At the Vatican, Pope Benedict XVI called for “solutions that will safeguard peace and the common good” in Tibet, the Middle East and Africa during his traditional Easter message. Tens of thousands of pilgrims turned out to hear the “Urbi et Orbi” (to the city and the world) message, sheltering from the pelting rain under a sea of umbrellas in the flower-bedecked Saint Peter’s Square. 

In Britain, the leader of the world’s Anglican communion, Archbishop of Canterbury Rowan Williams, warned that “comforts and luxuries” would eventually run out, and that civilisation in its current form would collapse. 

As the faithful marked the resurrection of Jesus Christ after his crucifixion on Good Friday, worshippers found ways to celebrate this holiest date in the Christian calendar in even the most difficult circumstances.

In Jerusalem, Christian pilgrims from around the world flocked to celebrate Easter in Jerusalem’s Old City where many believe Jesus to have been resurrected after his crucifixion.

DATASET SECTION:

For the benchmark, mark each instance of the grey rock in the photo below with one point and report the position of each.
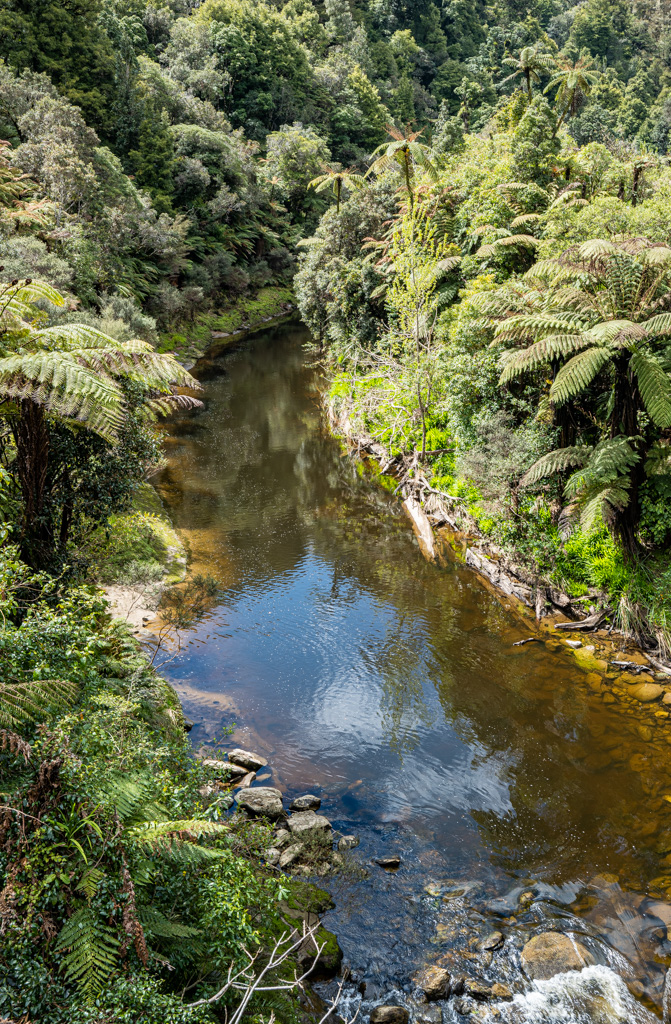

PROBLEM STATEMENT: In the Easter excerpt, what did the pilgrims in Saint Peter's Square shelter under to stay out of the rain? The listing is separate material and is not part of the Easter excerpt.

RESULT OF THIS TASK: A sea of umbrellas.